• _Исходный отрывок_
========================
В деле инженерном, строительном я вовсе не был компетентен, а на месте не было ни одного человека, советами которого я мог бы воспользоваться. Кроме того, я имел случай ежедневно убеждаться в своей неопытности, а это не могло не останавливать моей врождённой, в то время ещё не ослабевшей, энергичной деятельности. По приезде моём в Бендеры после бомбардирования Одессы я застал там отзыв [50]военного министра, которым он меня уведомлял, что государь вполне одобрил сделанные мной распоряжения в Николаеве. Это меня чрезвычайно обрадовало и утешило, и вот почему: расположение и постройка Николаевских батарей зависели от морского ведомства, и предоставленною мне властью я отменил предположение князя Меншикова и хотя и доносил ему в Севастополь о причинах, побудивших меня изменить устройство Николаевских батарей и увеличить их число постройкой большой батареи в виде сомкнутого укрепления близ села Богоявленского, но не получил от него ответа. Впоследствии артиллерийский офицер, капитан Пестич, уведомил меня письмом, что князь Меншиков изъявил полное согласие на сделанные много распоряжения и подтвердил адмиралу М. Б. Берху усилить средства для скорейшего окончания начатых работ. В конце апреля у меня опять накопилось много дел, которые требовали словесных объяснений с бароном Сакеном и генералом Лехнером, начальником дунайского инженерного округа, и потому 28 апреля я опять отправился в Одессу. Барон Сакен принял меня, как старого знакомого, и обещался немедленно исполнить всё, о чём я его просил; генерал Лехнер оказался также очень податливым.

Таким образом, приведённый в приятное расположение духа, я решил, что могу себе дозволить пробыть денька два в Одессе, повидаться с своими знакомыми и насладиться городского жизнью, от которой я начинал отвыкать в Бендерах.

А. П. Озеров с семейством, М. Д. Непокойчицкая, сестра А. Д. Герстенцвейга, моего товарища и приятеля, Николай Иванович Крузенштерн и несколько молодых людей из штаба главнокомандующего давали мне возможность весьма приятно провести несколько дней в Одессе, которая после удаления неприятельской эскадры совершенно успокоилась. Большая часть жителей возвратилась, общественная жизнь оживилась, и даже показались объявления, обещавшие в непродолжительном времени представления итальянской оперы.

30 числа, в 8 часов утра, я сидел у растворённого окна своей квартиры Европейской гостиницы и наслаждался великолепным весенним утром в ожидании чая; вдруг [51]подскакал к моему окну граф Медем, штабс-ротмистр Белорусского гусарского полка, состоявший ординарцем при бароне Сакене, и прежде всего выразил своё удивление, видя моё спокойствие, а потом и рассказал, что море покрыто таким густым туманом, что ничего нельзя различить на самое близкое расстояние, но что, судя по шуму на берегу моря, близ дачи Картаци, надо полагать, что близ самого берега стал на мель неприятельский пароход. К этому он добавил, что войска уже направлены к этому месту, и что барон также туда поехал.
========================
• _Письменное задание a_
Найдите в перечне все строки со словом «dark» и выпишите их.
========================
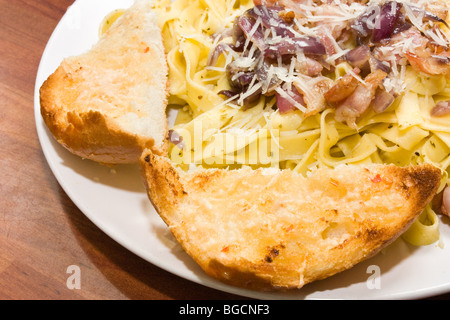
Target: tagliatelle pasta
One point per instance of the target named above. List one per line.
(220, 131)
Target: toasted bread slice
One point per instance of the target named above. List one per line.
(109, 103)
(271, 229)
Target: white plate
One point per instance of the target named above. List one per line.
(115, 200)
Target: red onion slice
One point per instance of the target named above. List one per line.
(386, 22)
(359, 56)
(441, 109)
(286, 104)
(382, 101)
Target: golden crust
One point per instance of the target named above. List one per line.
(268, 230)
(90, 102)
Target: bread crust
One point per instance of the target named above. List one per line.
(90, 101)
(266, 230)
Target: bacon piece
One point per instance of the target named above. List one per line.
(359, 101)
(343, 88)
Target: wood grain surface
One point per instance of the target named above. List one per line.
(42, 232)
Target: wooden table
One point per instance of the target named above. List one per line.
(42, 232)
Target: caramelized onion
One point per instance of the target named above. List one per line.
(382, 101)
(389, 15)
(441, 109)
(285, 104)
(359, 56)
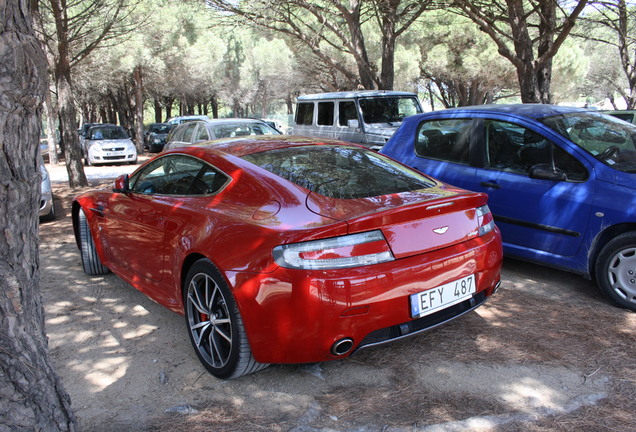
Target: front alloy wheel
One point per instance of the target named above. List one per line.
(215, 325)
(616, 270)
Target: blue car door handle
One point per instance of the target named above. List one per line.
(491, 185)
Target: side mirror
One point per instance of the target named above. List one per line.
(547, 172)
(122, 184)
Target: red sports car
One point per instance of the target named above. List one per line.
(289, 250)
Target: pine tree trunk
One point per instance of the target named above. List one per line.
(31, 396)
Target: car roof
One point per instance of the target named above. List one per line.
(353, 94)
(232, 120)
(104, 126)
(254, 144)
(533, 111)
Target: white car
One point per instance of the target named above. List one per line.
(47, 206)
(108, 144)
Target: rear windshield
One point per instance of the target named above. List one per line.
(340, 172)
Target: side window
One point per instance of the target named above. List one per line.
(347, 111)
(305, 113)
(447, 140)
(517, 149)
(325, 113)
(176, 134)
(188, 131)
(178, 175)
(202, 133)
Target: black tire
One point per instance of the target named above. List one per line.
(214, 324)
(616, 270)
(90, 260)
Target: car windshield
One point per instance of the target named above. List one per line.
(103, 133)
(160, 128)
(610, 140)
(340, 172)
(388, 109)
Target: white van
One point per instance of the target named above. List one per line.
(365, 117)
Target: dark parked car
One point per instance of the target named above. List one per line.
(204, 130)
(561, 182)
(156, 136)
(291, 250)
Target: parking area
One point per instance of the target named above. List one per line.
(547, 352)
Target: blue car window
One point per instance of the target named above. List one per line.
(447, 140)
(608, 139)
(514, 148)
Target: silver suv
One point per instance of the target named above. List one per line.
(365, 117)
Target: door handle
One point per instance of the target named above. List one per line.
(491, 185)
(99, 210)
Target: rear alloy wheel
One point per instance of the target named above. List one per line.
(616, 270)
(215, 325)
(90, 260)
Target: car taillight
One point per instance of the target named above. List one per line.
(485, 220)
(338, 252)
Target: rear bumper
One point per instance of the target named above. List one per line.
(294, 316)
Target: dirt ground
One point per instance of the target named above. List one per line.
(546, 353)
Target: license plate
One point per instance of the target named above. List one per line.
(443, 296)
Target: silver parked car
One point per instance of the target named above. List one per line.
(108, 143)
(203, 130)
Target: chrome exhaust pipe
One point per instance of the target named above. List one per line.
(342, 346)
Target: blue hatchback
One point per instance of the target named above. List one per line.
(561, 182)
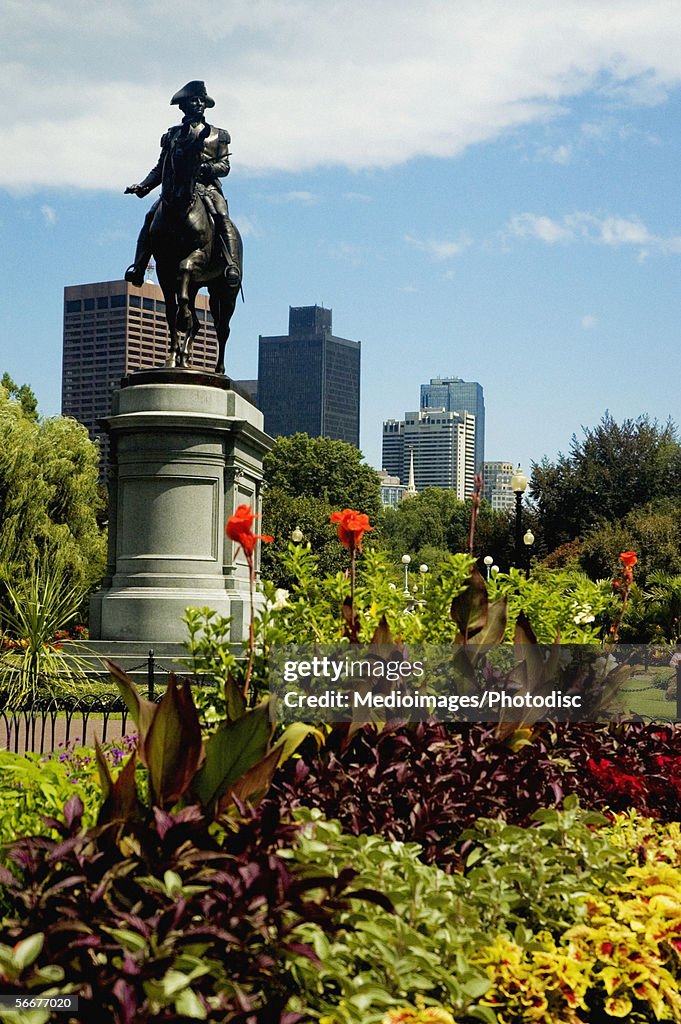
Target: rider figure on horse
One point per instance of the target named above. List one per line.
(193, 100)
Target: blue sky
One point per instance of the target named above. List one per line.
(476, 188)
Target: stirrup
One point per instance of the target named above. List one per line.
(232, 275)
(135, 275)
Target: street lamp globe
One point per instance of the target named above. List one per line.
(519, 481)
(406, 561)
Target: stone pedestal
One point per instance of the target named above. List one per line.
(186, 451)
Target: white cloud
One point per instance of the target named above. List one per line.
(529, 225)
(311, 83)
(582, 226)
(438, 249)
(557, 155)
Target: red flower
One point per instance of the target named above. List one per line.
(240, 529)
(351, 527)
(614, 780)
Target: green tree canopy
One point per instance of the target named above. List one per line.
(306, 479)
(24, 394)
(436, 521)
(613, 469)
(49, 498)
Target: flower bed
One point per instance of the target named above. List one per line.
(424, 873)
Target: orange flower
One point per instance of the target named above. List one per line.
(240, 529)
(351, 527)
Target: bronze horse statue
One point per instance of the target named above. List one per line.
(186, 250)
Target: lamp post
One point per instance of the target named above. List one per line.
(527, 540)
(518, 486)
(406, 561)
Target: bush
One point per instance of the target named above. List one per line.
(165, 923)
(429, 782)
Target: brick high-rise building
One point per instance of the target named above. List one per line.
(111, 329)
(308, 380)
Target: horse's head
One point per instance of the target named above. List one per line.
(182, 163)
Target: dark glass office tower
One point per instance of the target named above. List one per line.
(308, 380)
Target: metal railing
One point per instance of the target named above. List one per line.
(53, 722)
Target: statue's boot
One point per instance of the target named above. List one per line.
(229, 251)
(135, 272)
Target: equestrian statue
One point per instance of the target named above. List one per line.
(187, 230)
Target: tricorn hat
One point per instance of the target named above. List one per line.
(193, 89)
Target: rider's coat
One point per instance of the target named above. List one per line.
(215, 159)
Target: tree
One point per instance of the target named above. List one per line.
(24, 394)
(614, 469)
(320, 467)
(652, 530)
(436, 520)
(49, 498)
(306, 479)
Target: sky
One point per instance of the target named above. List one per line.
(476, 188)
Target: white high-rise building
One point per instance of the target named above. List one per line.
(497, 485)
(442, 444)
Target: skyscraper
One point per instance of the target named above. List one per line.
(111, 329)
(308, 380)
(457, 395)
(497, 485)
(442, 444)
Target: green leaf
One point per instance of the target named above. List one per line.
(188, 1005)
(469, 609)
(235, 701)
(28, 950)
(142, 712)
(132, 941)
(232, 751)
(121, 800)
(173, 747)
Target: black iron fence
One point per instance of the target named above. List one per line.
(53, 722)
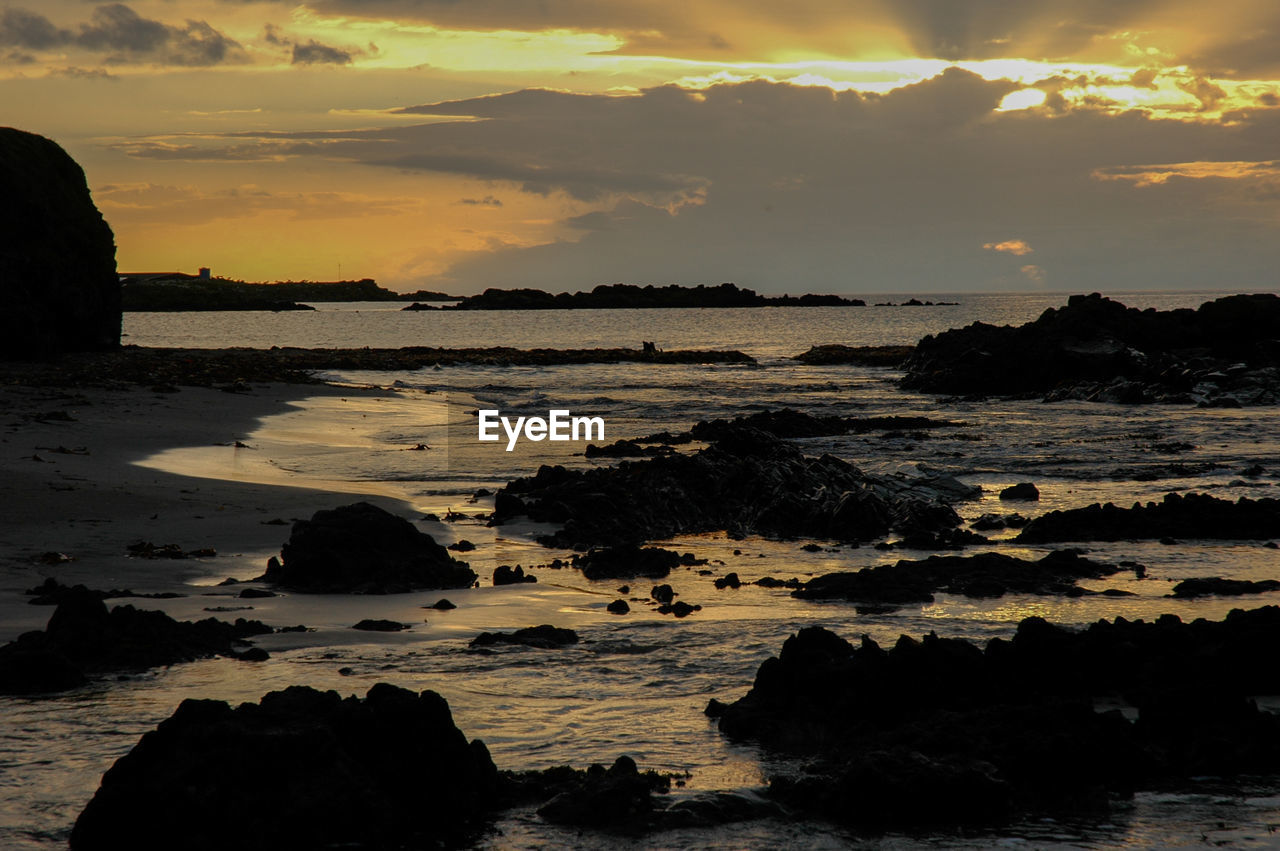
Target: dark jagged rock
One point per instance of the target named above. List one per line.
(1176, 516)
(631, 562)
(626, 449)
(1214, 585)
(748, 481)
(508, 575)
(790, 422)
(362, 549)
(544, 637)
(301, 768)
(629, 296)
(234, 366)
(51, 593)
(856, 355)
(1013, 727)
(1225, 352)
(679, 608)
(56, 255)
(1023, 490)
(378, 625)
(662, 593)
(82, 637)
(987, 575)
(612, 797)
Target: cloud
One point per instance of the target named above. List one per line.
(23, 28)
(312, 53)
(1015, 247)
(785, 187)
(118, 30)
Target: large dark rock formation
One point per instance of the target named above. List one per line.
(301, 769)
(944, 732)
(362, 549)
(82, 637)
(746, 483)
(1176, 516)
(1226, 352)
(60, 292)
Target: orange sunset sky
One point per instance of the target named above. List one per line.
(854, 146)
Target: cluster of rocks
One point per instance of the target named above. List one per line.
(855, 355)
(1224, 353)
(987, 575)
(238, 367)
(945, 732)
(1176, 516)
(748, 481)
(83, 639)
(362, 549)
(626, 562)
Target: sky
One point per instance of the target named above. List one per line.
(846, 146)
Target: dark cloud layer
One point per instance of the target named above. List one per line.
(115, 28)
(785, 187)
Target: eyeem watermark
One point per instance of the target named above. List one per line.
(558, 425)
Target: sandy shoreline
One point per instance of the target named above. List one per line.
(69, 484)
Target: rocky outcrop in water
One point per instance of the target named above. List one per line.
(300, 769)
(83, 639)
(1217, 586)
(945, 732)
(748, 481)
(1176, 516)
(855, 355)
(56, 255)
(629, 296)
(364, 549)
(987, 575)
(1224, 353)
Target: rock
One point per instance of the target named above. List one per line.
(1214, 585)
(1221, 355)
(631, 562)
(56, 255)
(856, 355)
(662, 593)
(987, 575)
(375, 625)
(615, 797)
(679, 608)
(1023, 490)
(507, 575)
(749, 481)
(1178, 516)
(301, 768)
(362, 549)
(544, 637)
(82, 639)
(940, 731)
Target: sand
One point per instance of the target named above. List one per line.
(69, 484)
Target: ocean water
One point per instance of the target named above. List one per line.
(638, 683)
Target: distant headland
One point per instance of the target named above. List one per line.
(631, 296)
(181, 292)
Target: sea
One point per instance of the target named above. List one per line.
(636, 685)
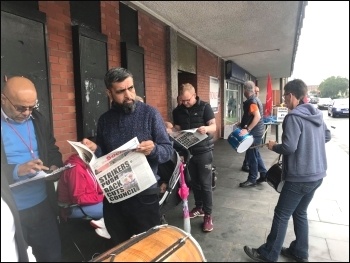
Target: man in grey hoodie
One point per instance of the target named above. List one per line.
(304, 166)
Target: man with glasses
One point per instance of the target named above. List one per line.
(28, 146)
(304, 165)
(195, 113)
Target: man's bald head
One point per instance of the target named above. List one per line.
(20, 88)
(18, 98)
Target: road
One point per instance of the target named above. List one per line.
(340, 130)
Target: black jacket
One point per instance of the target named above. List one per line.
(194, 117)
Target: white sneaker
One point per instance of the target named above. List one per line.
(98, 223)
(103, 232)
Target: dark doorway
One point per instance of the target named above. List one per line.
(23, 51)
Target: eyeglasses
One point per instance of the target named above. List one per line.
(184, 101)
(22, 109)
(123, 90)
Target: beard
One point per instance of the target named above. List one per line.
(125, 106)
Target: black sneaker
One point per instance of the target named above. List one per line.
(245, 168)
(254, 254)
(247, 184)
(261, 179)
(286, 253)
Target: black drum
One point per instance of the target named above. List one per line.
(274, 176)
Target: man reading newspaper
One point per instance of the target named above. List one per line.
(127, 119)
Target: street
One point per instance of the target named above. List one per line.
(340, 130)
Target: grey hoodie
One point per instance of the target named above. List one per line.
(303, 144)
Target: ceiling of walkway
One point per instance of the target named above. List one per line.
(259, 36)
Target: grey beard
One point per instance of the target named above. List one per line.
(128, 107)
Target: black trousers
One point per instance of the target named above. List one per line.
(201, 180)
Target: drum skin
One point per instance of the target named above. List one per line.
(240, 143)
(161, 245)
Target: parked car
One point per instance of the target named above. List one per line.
========================
• _Письменное задание b_
Дословно перепишите часть отрывка от слов «А. П. Озеров» до слов «представления итальянской оперы.» включительно.

• _Готовый ответ a_
Target: dark parked car
Target: dark glass office tower
Target: dark jagged rock
Target: large dark rock formation
Target: dark cloud layer
Target: dark doorway

• _Готовый ответ b_
А. П. Озеров с семейством, М. Д. Непокойчицкая, сестра А. Д. Герстенцвейга, моего товарища и приятеля, Николай Иванович Крузенштерн и несколько молодых людей из штаба главнокомандующего давали мне возможность весьма приятно провести несколько дней в Одессе, которая после удаления неприятельской эскадры совершенно успокоилась. Большая часть жителей возвратилась, общественная жизнь оживилась, и даже показались объявления, обещавшие в непродолжительном времени представления итальянской оперы.